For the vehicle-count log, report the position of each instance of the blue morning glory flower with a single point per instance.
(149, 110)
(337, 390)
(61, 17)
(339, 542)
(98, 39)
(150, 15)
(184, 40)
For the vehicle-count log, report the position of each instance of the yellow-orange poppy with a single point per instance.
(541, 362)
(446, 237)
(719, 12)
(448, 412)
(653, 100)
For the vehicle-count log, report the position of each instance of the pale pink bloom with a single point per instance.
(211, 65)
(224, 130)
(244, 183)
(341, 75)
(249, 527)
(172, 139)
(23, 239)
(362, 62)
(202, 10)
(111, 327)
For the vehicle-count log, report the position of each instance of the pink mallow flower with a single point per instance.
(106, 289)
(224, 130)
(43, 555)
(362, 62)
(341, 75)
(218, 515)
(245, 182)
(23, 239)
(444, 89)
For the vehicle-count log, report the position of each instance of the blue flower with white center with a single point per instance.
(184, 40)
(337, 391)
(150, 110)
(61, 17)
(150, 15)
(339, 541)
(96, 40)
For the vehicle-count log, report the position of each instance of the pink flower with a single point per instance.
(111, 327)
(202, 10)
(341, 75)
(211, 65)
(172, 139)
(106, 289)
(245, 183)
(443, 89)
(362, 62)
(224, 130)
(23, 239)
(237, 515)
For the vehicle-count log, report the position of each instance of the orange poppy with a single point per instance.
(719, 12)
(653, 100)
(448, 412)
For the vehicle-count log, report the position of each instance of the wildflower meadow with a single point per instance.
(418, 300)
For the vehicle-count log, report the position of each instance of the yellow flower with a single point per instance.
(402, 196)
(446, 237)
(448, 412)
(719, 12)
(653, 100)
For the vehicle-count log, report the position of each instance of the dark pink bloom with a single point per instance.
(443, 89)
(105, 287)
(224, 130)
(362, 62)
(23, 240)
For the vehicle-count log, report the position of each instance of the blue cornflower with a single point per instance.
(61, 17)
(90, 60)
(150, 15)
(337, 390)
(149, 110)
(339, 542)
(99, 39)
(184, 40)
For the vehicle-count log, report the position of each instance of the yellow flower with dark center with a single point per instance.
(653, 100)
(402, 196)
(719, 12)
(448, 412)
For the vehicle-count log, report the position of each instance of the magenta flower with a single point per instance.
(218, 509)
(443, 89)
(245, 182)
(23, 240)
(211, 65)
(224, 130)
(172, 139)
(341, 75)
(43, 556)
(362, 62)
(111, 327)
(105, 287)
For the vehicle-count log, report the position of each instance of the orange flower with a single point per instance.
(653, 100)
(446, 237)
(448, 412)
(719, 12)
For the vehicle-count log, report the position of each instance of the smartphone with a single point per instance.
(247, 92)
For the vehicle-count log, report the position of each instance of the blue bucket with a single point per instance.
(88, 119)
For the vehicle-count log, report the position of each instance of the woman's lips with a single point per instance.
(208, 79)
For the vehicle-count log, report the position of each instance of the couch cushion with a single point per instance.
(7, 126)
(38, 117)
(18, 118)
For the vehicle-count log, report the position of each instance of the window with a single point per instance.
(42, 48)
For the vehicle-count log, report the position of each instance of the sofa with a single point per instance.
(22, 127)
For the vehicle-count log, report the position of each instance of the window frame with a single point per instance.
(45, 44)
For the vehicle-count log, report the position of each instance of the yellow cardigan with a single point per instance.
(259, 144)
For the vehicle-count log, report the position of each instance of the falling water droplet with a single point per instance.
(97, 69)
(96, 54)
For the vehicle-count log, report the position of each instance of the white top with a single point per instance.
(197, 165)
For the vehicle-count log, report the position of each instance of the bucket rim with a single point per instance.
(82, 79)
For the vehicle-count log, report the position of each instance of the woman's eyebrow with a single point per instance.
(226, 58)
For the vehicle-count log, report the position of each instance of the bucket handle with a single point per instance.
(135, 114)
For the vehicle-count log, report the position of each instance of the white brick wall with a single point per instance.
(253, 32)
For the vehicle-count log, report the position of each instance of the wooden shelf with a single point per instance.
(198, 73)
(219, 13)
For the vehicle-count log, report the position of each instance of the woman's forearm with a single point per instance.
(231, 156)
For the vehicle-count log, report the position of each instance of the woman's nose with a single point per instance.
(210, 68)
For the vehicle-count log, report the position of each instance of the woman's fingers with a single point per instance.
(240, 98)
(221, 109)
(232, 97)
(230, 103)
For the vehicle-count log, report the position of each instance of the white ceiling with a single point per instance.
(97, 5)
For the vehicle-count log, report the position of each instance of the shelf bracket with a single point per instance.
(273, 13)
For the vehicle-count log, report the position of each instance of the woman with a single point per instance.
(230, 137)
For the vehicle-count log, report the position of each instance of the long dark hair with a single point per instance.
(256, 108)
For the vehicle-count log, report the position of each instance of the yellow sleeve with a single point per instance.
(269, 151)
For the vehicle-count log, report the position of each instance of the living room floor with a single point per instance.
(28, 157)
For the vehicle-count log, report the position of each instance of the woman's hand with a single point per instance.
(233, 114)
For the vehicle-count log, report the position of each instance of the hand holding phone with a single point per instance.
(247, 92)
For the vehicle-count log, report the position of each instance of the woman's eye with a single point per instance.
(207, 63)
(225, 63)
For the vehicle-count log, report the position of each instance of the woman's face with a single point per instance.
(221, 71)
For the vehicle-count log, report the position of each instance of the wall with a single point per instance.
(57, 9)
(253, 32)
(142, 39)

+===+

Take the entries above and write them out again unchanged.

For the vehicle-count log, report the position of each instance of the blue morning glory flower with a single point per instance.
(149, 110)
(337, 390)
(61, 17)
(339, 542)
(98, 39)
(150, 15)
(184, 40)
For the vehicle-count log, report the position of each instance of the yellow-orange poppy with a single point per instance.
(541, 362)
(446, 237)
(719, 12)
(448, 412)
(653, 100)
For the vehicle-count log, report the position of each instance of the pale pink bloom with a single point per instance.
(211, 65)
(224, 130)
(244, 183)
(341, 75)
(249, 527)
(172, 139)
(23, 239)
(362, 62)
(202, 10)
(111, 327)
For the vehicle-count log, report the position of each instance of the pink mallow flower with a single point per instance.
(106, 289)
(224, 130)
(43, 555)
(362, 62)
(341, 75)
(218, 515)
(245, 182)
(23, 239)
(444, 89)
For the vehicle-count log, report the position of each instance of the blue flower with white center with a single point per instance.
(184, 40)
(337, 391)
(150, 110)
(61, 17)
(150, 15)
(339, 541)
(96, 40)
For the vehicle-count log, report the position of each instance of the pink flower with a single point per instance.
(111, 327)
(202, 10)
(341, 75)
(211, 65)
(172, 139)
(106, 289)
(245, 183)
(443, 89)
(362, 62)
(224, 130)
(23, 239)
(237, 515)
For the vehicle-count log, report the position of each instance of the orange poppy with a single point per instance.
(719, 12)
(653, 100)
(448, 412)
For the vehicle-count log, report the position of each instance of the wildflower meadow with a single point per instance.
(418, 300)
For the vehicle-count log, report the position of each instance of the yellow flower with a single point per instance.
(402, 196)
(446, 237)
(448, 412)
(719, 12)
(653, 100)
For the vehicle-count log, report the position of each instance of the dark pink bloom with a single point per instance.
(443, 89)
(105, 287)
(224, 130)
(362, 62)
(23, 240)
For the vehicle-count log, report the position of each instance of the blue cornflower with a single point per instance.
(61, 17)
(90, 60)
(150, 15)
(337, 390)
(149, 110)
(339, 542)
(99, 39)
(184, 40)
For the vehicle-count log, report the position of each instance of the yellow flower with dark center with a single point per instance.
(653, 100)
(402, 196)
(719, 12)
(448, 412)
For the vehicle-count log, report the position of each instance of the magenta flower with a single point per instance.
(218, 509)
(443, 89)
(245, 182)
(23, 240)
(211, 65)
(224, 130)
(172, 139)
(341, 75)
(43, 556)
(362, 62)
(111, 327)
(105, 287)
For the vehicle-count log, report the position of each instance of the orange flower with a single point per instance.
(653, 100)
(446, 237)
(448, 412)
(719, 12)
For the vehicle-count log, report the position of each instance of the smartphone with a single point per instance.
(247, 92)
For the vehicle-count log, report the position of each instance of the blue bucket with a single point per instance.
(88, 119)
For the vehicle-count log, report the position of each instance of the woman's lips with a single point per instance.
(208, 79)
For the vehicle-count log, report the position of each instance of the couch cushion with a single point per instance.
(7, 126)
(38, 117)
(18, 118)
For the vehicle-count log, report the position of each instance of the window with a single point per instance.
(42, 48)
For the vehicle-count log, report the position of each instance of the sofa with a single point per instance.
(22, 127)
For the vehicle-count log, report the position of each instance of the window frame with a single point per instance.
(45, 44)
For the vehicle-count log, report the position of each instance of the yellow cardigan with a single point per instance.
(259, 144)
For the vehicle-count log, report the position of each instance of the falling water droplet with a single point per instance.
(97, 69)
(96, 54)
For the vehicle-count log, report the position of each instance of the white top with a single point per instance.
(197, 165)
For the vehicle-count log, report the position of each instance of the bucket rim with a single point per instance.
(82, 79)
For the vehicle-count log, report the position of each instance of the woman's eyebrow with a single point per instance.
(226, 58)
For the vehicle-count log, report the position of each instance of the bucket handle with a single point per instance.
(135, 114)
For the vehicle-count log, report the position of each instance of the white brick wall with a single point per instance.
(253, 32)
For the vehicle-count log, report the position of each instance of the wooden shelf with a single point per instance.
(198, 73)
(219, 13)
For the vehicle-count log, report the position of each instance of the woman's forearm with a single point per instance.
(231, 156)
For the vehicle-count log, report the position of each instance of the woman's nose with a single point per instance.
(210, 68)
For the vehicle-count log, report the position of each instance of the woman's fingers with a single point per instance.
(240, 98)
(221, 109)
(232, 97)
(230, 103)
For the vehicle-count log, report the position of each instance of the white ceiling with a single point per instance.
(97, 5)
For the vehicle-count log, report the position of each instance of the shelf bracket with a single point per instance.
(273, 13)
For the vehicle-count log, report the position of each instance of the woman with a single point per instance.
(230, 137)
For the vehicle-count log, report the position of each instance of the long dark hair with a single point per instance.
(256, 108)
For the vehicle-count log, report the position of each instance of the yellow sleeve with a single point per instance.
(269, 151)
For the vehicle-count log, report the position of each instance of the living room floor with a single point per instance.
(28, 157)
For the vehicle-count log, report the position of each instance of the woman's hand with a single point per instance.
(233, 114)
For the vehicle-count log, report the position of each instance of the hand holding phone with a single point per instance.
(247, 92)
For the vehicle-count log, report the position of each instance of the woman's eye with a single point per instance.
(207, 63)
(225, 63)
For the vehicle-count log, report the position of each instance of the woman's face with a single point per instance.
(221, 71)
For the vehicle-count log, report the position of each instance of the wall with a single point per instance.
(57, 9)
(253, 32)
(142, 39)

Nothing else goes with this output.